- **Exercise brief**: Count the lines in the records below that contain the string "positive", with uppercase and lowercase treated as different. Reply with only that number.

- **Input for this task**:

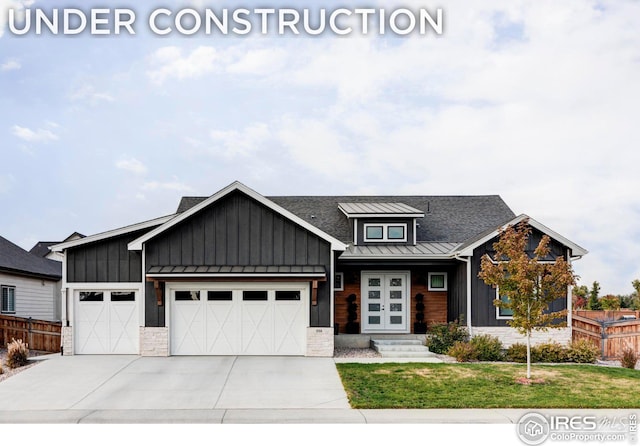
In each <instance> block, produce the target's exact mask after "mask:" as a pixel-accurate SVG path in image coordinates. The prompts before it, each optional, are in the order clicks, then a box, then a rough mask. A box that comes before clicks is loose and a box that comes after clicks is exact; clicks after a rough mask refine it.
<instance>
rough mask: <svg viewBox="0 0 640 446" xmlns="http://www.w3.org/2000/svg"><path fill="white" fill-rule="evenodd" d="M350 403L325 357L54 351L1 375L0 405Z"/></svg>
mask: <svg viewBox="0 0 640 446" xmlns="http://www.w3.org/2000/svg"><path fill="white" fill-rule="evenodd" d="M296 408H298V409H311V408H323V409H349V403H348V401H347V396H346V393H345V391H344V388H343V386H342V383H341V381H340V378H339V376H338V373H337V370H336V367H335V364H334V362H333V360H332V359H331V358H304V357H261V356H239V357H236V356H172V357H168V358H152V357H140V356H126V355H113V356H111V355H109V356H107V355H105V356H99V355H95V356H94V355H91V356H80V355H79V356H57V355H52V356H49V357H47V359H44V360H42V363H41V364H38V365H36V366H34V367H31V368H30V369H28V370H25V371H24V372H21V373H19V374H18V375H16V376H13V377H11V378H10V379H7V380H5V381H3V382H0V410H3V411H5V410H127V409H141V410H158V409H165V410H175V409H296Z"/></svg>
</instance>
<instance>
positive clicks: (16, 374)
mask: <svg viewBox="0 0 640 446" xmlns="http://www.w3.org/2000/svg"><path fill="white" fill-rule="evenodd" d="M43 354H45V355H46V354H49V353H46V352H45V353H43V352H35V351H30V352H29V356H30V357H33V356H40V355H43ZM6 359H7V349H6V348H0V365H1V366H2V367H1V368H2V372H3V373H0V382H2V381H4V380H5V379H9V378H11V377H12V376H15V375H17V374H18V373H20V372H24V371H25V370H27V369H30V368H31V367H33V366H35V365H37V364H39V363H40V361H29V362H28V363H27V365H25V366H22V367H18V368H15V369H12V368H10V367H9V366H8V365H7V362H6Z"/></svg>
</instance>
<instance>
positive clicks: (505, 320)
mask: <svg viewBox="0 0 640 446" xmlns="http://www.w3.org/2000/svg"><path fill="white" fill-rule="evenodd" d="M542 235H543V234H542V232H540V231H538V230H537V229H533V230H532V232H531V236H530V237H529V243H528V246H527V251H528V252H530V255H533V251H534V250H535V249H536V247H537V246H538V244H539V243H540V240H541V239H542ZM496 240H497V239H493V240H491V241H489V242H487V243H485V244H484V245H482V246H480V247H478V248H476V249H475V250H474V251H473V258H472V259H471V292H472V296H473V307H472V309H471V313H472V320H471V323H472V325H473V326H474V327H496V326H498V327H505V326H508V324H507V321H508V320H505V319H497V318H496V307H495V305H493V300H494V299H495V298H496V290H495V289H494V288H493V287H491V286H489V285H487V284H485V283H484V281H483V280H482V279H480V278H479V277H478V273H479V272H480V262H481V260H482V256H483V255H484V254H486V253H489V254H492V253H493V252H494V250H493V244H494V243H495V241H496ZM549 247H550V248H551V251H550V254H549V256H548V257H547V258H546V259H545V260H555V259H556V258H557V257H559V256H562V257H565V259H566V256H565V248H564V246H563V245H562V244H561V243H559V242H557V241H556V240H553V239H552V240H551V242H550V244H549ZM566 308H567V302H566V299H559V300H556V301H554V302H552V304H551V305H550V306H549V310H550V311H560V310H565V309H566Z"/></svg>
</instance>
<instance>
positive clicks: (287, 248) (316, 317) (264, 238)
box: [145, 192, 331, 326]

- **Final answer**: 3